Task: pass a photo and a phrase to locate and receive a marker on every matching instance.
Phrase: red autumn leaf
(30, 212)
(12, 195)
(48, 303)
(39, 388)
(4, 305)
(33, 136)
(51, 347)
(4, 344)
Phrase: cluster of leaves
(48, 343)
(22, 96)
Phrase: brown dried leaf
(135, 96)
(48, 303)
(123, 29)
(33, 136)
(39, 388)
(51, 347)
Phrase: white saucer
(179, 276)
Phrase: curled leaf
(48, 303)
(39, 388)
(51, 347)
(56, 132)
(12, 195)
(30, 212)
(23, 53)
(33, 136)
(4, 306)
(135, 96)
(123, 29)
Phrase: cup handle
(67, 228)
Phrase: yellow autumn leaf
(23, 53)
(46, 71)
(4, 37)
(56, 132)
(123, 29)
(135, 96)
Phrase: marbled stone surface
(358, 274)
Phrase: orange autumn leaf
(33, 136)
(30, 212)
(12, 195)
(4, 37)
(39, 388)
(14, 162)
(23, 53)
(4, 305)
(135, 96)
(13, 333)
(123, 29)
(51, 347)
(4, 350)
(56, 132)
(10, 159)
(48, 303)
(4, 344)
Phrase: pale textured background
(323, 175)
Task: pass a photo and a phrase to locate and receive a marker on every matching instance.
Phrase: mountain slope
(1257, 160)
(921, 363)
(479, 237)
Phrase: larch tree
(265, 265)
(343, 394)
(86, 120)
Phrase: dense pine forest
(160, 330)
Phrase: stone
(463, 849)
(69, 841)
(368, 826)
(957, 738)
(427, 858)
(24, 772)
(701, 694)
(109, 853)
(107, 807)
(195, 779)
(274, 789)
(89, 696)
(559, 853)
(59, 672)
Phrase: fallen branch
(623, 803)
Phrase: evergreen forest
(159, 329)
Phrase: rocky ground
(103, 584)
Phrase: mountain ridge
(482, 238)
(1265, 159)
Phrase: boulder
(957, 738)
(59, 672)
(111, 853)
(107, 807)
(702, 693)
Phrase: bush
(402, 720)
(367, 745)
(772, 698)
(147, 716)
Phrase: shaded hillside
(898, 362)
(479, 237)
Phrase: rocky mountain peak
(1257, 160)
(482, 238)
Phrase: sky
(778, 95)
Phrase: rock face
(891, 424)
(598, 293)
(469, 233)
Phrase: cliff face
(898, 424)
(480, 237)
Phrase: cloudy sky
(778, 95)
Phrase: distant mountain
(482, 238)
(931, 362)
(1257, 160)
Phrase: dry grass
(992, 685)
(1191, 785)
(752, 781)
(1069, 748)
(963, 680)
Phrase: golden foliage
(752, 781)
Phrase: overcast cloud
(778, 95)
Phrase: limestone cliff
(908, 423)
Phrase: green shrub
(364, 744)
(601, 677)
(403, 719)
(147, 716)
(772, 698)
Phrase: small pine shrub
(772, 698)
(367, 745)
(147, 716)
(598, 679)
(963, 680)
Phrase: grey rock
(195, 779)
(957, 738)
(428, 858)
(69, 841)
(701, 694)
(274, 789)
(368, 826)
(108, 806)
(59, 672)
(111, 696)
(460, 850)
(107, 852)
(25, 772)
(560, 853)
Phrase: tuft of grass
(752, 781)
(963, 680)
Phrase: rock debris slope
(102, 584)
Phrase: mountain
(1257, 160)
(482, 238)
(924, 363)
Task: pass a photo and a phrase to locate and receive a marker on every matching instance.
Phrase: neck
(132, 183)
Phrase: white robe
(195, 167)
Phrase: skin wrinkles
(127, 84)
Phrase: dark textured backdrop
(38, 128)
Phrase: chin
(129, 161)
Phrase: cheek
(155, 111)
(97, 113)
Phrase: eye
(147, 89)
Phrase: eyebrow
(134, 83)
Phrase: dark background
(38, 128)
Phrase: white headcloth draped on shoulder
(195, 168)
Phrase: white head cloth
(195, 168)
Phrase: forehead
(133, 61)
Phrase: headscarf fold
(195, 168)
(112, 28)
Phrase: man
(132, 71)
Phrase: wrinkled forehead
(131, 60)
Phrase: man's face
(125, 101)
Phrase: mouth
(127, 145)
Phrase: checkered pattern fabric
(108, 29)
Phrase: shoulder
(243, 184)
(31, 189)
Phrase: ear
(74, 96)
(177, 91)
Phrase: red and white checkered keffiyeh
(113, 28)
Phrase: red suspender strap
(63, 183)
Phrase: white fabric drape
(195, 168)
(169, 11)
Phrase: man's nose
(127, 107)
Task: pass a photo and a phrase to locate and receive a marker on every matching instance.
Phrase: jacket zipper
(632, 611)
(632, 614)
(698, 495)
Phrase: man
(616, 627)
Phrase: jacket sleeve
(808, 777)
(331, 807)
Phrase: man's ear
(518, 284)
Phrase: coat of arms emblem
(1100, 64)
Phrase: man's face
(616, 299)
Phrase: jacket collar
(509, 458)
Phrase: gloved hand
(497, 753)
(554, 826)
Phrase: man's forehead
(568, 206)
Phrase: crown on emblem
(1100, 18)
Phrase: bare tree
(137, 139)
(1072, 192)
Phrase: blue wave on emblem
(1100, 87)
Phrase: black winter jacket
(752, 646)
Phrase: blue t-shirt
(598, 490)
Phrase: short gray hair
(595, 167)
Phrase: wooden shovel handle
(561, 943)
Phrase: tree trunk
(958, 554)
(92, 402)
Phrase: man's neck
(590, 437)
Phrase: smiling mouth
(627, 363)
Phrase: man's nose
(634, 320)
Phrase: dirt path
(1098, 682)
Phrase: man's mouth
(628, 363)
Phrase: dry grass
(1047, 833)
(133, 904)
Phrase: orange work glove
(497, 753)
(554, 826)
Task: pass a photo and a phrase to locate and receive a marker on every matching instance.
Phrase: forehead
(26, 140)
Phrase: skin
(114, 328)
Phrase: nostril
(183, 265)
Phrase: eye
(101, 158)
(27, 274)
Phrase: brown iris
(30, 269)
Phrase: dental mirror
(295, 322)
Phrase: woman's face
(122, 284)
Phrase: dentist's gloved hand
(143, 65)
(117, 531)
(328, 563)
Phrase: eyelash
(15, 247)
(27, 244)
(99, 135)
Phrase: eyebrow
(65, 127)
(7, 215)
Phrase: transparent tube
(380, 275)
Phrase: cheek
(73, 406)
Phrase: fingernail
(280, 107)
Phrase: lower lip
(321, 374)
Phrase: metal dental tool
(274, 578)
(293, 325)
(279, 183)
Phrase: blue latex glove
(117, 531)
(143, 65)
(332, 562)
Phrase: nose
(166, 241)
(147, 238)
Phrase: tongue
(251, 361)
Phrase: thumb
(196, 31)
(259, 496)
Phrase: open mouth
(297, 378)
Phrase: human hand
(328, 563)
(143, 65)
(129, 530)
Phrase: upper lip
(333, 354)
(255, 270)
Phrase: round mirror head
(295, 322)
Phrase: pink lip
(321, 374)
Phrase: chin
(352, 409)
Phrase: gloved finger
=-=-=
** The task **
The line containing "Phrase: eyelash" and all lines after it, through the last line of the data, should be retyped exactly.

** Exercise answer **
Phrase: eyelash
(15, 247)
(27, 244)
(99, 135)
Phrase: eyebrow
(65, 127)
(7, 215)
Phrase: transparent tube
(380, 275)
Phrase: cheek
(73, 406)
Phrase: fingernail
(280, 107)
Phrase: lower lip
(321, 374)
Phrase: metal dental tool
(274, 578)
(293, 325)
(279, 183)
Phrase: blue latex glove
(117, 531)
(143, 65)
(332, 562)
Phrase: nose
(166, 241)
(147, 238)
Phrase: tongue
(251, 361)
Phrase: thumb
(196, 31)
(259, 496)
Phrase: open mouth
(297, 378)
Phrase: human hand
(328, 563)
(143, 65)
(129, 530)
Phrase: upper lip
(333, 354)
(255, 270)
Phrase: round mirror head
(295, 322)
Phrase: pink lip
(321, 374)
Phrase: chin
(352, 409)
Phrase: gloved finger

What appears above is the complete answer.